Records for processing >>
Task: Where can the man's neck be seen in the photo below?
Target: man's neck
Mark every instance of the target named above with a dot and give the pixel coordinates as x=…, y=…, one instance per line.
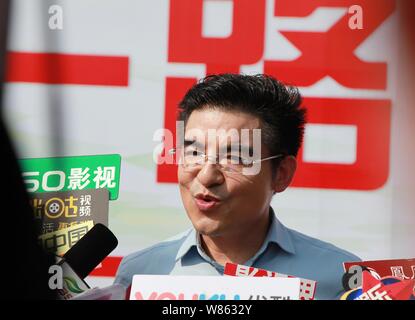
x=238, y=247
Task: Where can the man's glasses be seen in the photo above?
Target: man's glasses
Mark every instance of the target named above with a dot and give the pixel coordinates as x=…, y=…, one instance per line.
x=193, y=160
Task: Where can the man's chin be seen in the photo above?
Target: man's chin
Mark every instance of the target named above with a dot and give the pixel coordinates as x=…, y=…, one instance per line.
x=208, y=228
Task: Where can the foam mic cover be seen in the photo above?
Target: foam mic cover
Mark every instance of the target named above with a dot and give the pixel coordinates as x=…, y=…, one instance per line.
x=90, y=250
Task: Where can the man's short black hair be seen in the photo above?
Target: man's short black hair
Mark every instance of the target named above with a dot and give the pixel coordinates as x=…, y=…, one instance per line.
x=278, y=106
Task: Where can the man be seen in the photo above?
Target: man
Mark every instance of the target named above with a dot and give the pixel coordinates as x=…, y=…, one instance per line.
x=227, y=196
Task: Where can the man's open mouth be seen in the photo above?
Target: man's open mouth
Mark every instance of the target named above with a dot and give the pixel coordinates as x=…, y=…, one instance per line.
x=206, y=202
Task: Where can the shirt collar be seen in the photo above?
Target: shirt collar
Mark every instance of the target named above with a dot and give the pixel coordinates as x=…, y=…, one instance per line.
x=277, y=233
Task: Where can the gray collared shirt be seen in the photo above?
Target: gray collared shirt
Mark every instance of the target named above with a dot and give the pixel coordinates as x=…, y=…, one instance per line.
x=283, y=251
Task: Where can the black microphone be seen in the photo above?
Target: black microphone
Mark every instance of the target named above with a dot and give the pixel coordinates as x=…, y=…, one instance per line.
x=90, y=250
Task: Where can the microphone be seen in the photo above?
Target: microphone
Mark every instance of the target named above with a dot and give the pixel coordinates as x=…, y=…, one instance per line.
x=90, y=250
x=78, y=262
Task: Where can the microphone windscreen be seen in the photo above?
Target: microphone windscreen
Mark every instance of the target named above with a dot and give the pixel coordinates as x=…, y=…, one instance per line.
x=90, y=250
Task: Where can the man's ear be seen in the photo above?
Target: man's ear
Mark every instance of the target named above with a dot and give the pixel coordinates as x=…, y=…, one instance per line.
x=284, y=173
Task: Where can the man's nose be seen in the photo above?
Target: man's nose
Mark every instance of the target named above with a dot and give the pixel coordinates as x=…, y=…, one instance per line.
x=210, y=175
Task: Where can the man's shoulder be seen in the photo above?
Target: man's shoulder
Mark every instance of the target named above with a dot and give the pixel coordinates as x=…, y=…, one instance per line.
x=320, y=249
x=166, y=248
x=156, y=259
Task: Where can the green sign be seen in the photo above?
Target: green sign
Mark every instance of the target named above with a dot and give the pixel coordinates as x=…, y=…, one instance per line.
x=72, y=173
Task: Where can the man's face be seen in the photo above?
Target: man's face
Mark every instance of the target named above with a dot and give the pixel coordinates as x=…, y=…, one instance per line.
x=221, y=203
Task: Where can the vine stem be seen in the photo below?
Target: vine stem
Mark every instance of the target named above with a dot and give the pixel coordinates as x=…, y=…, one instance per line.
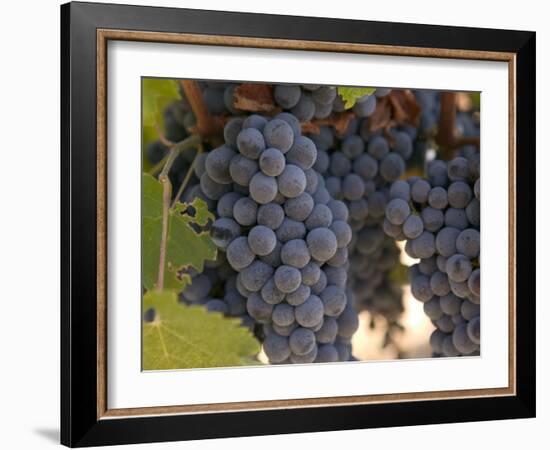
x=446, y=137
x=188, y=175
x=205, y=123
x=164, y=179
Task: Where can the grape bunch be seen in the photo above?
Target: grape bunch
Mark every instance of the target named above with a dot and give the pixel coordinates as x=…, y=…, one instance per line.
x=439, y=217
x=359, y=167
x=282, y=236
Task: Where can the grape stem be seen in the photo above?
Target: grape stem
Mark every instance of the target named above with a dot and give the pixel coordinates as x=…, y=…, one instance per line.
x=164, y=179
x=446, y=137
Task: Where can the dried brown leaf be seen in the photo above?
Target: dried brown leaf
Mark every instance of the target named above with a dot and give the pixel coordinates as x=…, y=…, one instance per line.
x=254, y=97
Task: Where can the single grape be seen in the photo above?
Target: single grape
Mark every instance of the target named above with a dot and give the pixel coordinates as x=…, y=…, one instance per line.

Objective >>
Arrange all of the data above as a numbered list with one line per item, skipping any blank lines and leaving the pictures out.

Full response >>
1. Task: Where can the man's neck be seen in the photo below?
2. Target: man's neck
3. Mark every instance of the target named above with a dot and give the pixel coordinates as x=…, y=…, one instance per line.
4. x=238, y=247
5. Task: Where can the man's glasses be seen in the photo above?
6. Target: man's glasses
7. Mark every instance of the target named above with a dot and give the pixel coordinates as x=…, y=…, one instance per line.
8. x=193, y=160
9. Task: Where can the man's chin be seen in the photo above?
10. Target: man's chin
11. Mark every instance of the target named above with a dot and give the pixel coordinates as x=…, y=…, one instance per line.
12. x=208, y=228
13. Task: Where can the foam mic cover be seen in the photo above?
14. Target: foam mic cover
15. Mark every instance of the target named above with a dot and give the pixel coordinates as x=…, y=…, one instance per line.
16. x=90, y=250
17. Task: Where can the man's short black hair be seen in the photo above?
18. Target: man's short black hair
19. Mark every instance of the target named above with a dot and give the pixel coordinates as x=…, y=…, one instance per line.
20. x=278, y=106
21. Task: Where can the man be seen in the photo above?
22. Target: man
23. Mark every instance of the target named above with a dot and give the pixel coordinates as x=…, y=…, one instance per line.
24. x=227, y=196
25. Task: Where can the man's open mouth be seen in the photo above?
26. Target: man's open mouth
27. Mark every instance of the target named above with a dot and give the pixel coordinates as x=…, y=…, one instance per line.
28. x=206, y=202
29. Task: Where can the shirt collar be seen in the photo above?
30. Target: shirt collar
31. Mark every instance of the target named above with a dot and give the pixel coordinates as x=…, y=…, one instance per line.
32. x=277, y=233
33. Task: Where can the gray collared shirt be seen in the photo above?
34. Target: gray collared shirt
35. Mark every instance of the target named above with a dot and give the pixel coordinates as x=…, y=…, one instance per line.
36. x=283, y=251
37. Task: Where can the black microphone be seen in the photo above?
38. Target: black microphone
39. Mark every instance of the target named above with a dot and give the pixel coordinates as x=…, y=…, one instance per line.
40. x=90, y=250
41. Task: Where can the microphone be seen in the photo above?
42. Target: microphone
43. Mark every instance of the target named above with a dot and give the pixel coordinates as x=…, y=…, one instance per line.
44. x=90, y=250
45. x=78, y=262
46. Task: Where can the microphone windscreen be seen in the photo above?
47. Target: microphone windscreen
48. Mark every instance of the target named above with a dot and give the pixel coordinates as x=…, y=…, one instance per line.
49. x=90, y=250
50. Task: Where can the man's ear be seen in the photo above?
51. Target: man's ear
52. Mark every instance of the target named above with a dot and give the pixel coordinates as x=…, y=…, one instance per line.
53. x=284, y=173
54. Task: Where can the man's nose be seen in the photo above?
55. Target: man's nose
56. Mark every instance of the target named above with a dot and give the pixel coordinates as x=…, y=…, one instance per line.
57. x=210, y=175
58. Task: Where can the man's shoulder be seen in the photo above?
59. Target: man's shoulder
60. Mark every instance of the target named above with a dot and give the pixel coordinates as x=…, y=…, one instance per line.
61. x=320, y=249
62. x=166, y=248
63. x=156, y=259
64. Task: Where can the green sign be seen in the photo above?
65. Target: green sign
66. Mark every instance of the target named above with a dot and give the pixel coordinates as x=…, y=…, one instance per line.
67. x=72, y=173
68. Task: Where can the man's face be seen in the photo above?
69. Target: man's face
70. Mark every instance of the target named above with a dot and give the pixel coordinates as x=…, y=…, one instance per line.
71. x=221, y=203
72. Task: Where can the vine stem be seen in the photo below?
73. Target: vine stem
74. Mark every instance of the target named above with a dot and give the pixel coordinates as x=…, y=…, one instance per line.
75. x=446, y=137
76. x=188, y=175
77. x=205, y=123
78. x=164, y=179
79. Task: Where can the grape bunch be seen in the photo above?
80. Target: grape bunch
81. Mark every instance of the target named above with a dot and give the pixel coordinates as x=…, y=…, one instance per line.
82. x=439, y=217
83. x=359, y=167
84. x=282, y=236
85. Task: Where can the grape stem be seen in the photo above?
86. Target: grape stem
87. Mark every instance of the target named above with a dot and give the pixel coordinates as x=…, y=…, one instance per line.
88. x=164, y=179
89. x=446, y=137
90. Task: Where can the dried brown leaf be seen in the photo above?
91. Target: dried brown leaf
92. Mark every instance of the target named above with a dot and give the pixel coordinates as x=…, y=…, one instance per line.
93. x=254, y=97
94. Task: Where can the single grape be seen in the photo above?
95. Target: single grape
96. Mark every instance of the target named above with a dot and give the pixel coordinates as x=…, y=…, one instance per line.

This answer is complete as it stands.